→ **Texto mostrado**:

El otro polo de la apertura internacional de 1953 lo constituyen los acuerdos con los Estados Unidos para la instalación de bases militares en España (en Torrejón, en Zaragoza, en Morón, en Rota). Este pacto se suscribe a cambio de prácticamente nada (la leche en polvo que se distribuye en las escuelas), salvo el reconocimiento internacional del Régimen como algo ya no estigmatizado.

Se ha de tener en cuenta que estamos en plena “guerra fría”, y los Estados Unidos, internamente, están embarcados en la “caza de brujas” lanzada por el senador McCarthy, represaliando a intelectuales, escritores, cineastas y profesionales de todo tipo susceptibles de ser acusados de “actividades antiamericanas”.

La España de Franco ya no es vista como una dictadura fascista (pese a que la parafernalia interna continúa sin ser desmantelada), sino, más bien, como algo asimilable a las dictaduras anticomunistas y bananeras que los EE.UU. promueven en toda América Latina. Aquí, sin embargo, el entramado dictatorial ya está consolidado, y no se necesita la intervención de la CIA. Por otra parte, por su enclave geopolítico y su valor estratégico como llave entre el Atlántico y el Mediterráneo, este es uno de los baluartes más golosos para el creciente imperialismo norteamericano.

De este modo, atenazados entre los Estados y Unidos y el Estado Vaticano, que legitiman internacionalmente el Régimen franquista ya completamente anquilosado, los españoles hemos tenido que continuar sufriendo la feroz opresión de la dictadura, desde 1953 hasta la muerte de Franco.

El final de la autarquía produce, sin embargo, cambios inevitables en la composición de la economía y de la sociedad española. Junto a las tradicionales oligarquías terrateniente y financiera, ha llegado a desarrollarse una fuerte burguesía industrial (sobre todo en Cataluña y en el País Vasco), y se ha pasado a un mercantilismo ya no tan proteccionista como el de las primeras fases.

Al final de la década de los cincuenta y a principios de los sesenta, entra en juego una nueva familia política, hasta el momento ausente. Se trata, de nuevo, de una carta jugada por la Iglesia Católica, que en todas las etapas de la dictadura es la verdadera protagonista y la más beneficiada: me refiero a los tecnócratas del Opus Dei, que ocuparán los principales ministerios relativos a los aspectos económicos. Y Franco, como siempre, conserva su habilidad para dar primacía a la familia política que mejor le convenga para mantener su poder personal, relegando, sin liquidarlas, a un segundo plano a las restantes.

La figura principal en la economía de los años sesenta es, como sabéis, Laureano López Rodó. El discurso desarrollista cambia ahora por completo: si en las etapas anteriores el Régimen se autodeclaraba tanto anticapitalista como anticomunista (bien en la versión fascista de estas oposiciones o en la versión de retorno al Antiguo Régimen y a las oligarquías tradicionales), ahora se habla de un capitalismo sin liberalismo, de un capitalismo sin democracia (porque son elementos que permiten la reorganización del movimiento obrero y la “desintegración social”).

→ **Extracto de datos**:
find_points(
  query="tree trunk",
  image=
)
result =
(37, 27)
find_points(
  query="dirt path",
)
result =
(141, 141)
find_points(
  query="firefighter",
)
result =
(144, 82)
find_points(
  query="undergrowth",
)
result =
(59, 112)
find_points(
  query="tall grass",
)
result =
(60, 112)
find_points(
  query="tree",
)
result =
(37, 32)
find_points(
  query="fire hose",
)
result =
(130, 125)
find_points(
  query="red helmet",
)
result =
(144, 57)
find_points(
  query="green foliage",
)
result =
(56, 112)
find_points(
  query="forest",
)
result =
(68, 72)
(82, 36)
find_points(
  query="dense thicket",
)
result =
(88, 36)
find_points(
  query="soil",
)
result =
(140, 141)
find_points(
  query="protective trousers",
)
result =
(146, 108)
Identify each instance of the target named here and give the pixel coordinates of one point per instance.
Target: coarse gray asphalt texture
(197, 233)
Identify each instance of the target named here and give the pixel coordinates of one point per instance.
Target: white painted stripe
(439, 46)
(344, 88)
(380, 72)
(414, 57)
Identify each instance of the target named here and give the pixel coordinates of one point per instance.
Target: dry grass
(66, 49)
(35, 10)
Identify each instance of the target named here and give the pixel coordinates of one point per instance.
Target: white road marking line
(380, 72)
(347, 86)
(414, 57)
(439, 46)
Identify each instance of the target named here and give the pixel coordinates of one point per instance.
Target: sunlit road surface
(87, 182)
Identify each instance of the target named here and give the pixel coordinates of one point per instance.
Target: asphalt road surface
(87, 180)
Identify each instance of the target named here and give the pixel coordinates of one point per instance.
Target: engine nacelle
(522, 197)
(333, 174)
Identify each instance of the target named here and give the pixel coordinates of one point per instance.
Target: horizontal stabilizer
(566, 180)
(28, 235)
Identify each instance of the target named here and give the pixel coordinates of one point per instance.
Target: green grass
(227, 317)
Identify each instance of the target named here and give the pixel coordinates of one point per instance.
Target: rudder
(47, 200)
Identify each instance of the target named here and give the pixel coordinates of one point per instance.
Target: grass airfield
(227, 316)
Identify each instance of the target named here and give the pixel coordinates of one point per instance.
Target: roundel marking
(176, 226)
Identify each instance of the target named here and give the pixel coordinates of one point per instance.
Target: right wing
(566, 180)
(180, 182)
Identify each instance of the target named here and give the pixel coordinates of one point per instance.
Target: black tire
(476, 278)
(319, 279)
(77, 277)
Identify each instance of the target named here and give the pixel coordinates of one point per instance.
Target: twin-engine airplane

→ **Qué hacer**:
Continúa el texto sobre la dictadura franquista y su apertura internacional, a partir de su última oración. Los datos no tienen relación alguna con el texto.

→ **Respuesta escrita**:
Como recordáis muchos de los aquí presentes, en los años sesenta, desde las filas de los tecnócratas de Opus Dei, se teoriza sobre la diferencia entre el liberalismo económico y el liberalismo político, ensalzando el primero y demonizando el segundo.

Los cambios económicos conllevan, sin embargo, cambios sociales impredecibles. Pese a la total ausencia de democracia, fenómenos como la afluencia turística europea o la movilidad conseguida gracias a la proliferación del Seat 600 hacen que muchos españoles comiencen a salir de ese letargo intelectual y moral provocado por décadas de aislamiento, de desinformación y de oscurantismo, vislumbrando lo que significa diferentes maneras de vivir y de ser ciudadano, de hablar con libertad y de atravesar fronteras.

Por lo demás, en los años sesenta se produce un giro en la política internacional de la Iglesia Católica, que por primera vez sorprende en fuera de juego al dictador y socava el nacionalcatolicismo (según este lo concibe) como entendimiento sin fisuras entre el Régimen y la Iglesia. Me refiero, claro está, al Concilio Vaticano II.

A la muerte de Pío XII, la Iglesia se ve obligada a lavarse la cara y maquillarse ante las fuertes implicaciones directas de este Papa en los designios de represión o, llegado el caso, de exterminio de cualquier ser humano no católico o, al menos, no cristiano, apoyándose en feroces regímenes totalitarios y en crueles dictaduras como la española.

Ahora la Iglesia, en el ámbito mundial y en el Occidente anticomunista y cristiano, se ve obligada a competir con otras religiones, y no siempre en situación de monopolio o de franca mayoría en las potencias líderes del llamado “mundo libre”. Ya no puede reclamar un trato respetuoso en Estados Unidos, en Inglaterra, en la laica Francia, mientras en países dictatoriales como España se sustenta en regímenes políticos que reprimen con rudeza a las restantes religiones. Por su parte, los Estados Unidos tampoco ven con buenos ojos que sus países satélites repriman las confesiones protestantes (es decir, a quienes pueden ser correligionarios de su Presidente).

El Concilio Vaticano II introduce, pues, haciéndola suya, la antigua noción protestante de “libertad religiosa”. Pero no nos equivoquemos: la “libertad religiosa” en nada es una noción asimilable a la “libertad de pensamiento, de conciencia, de religión o de convicciones” que proclaman la Declaración Universal de 1948 y el Convenio Europeo de 1950.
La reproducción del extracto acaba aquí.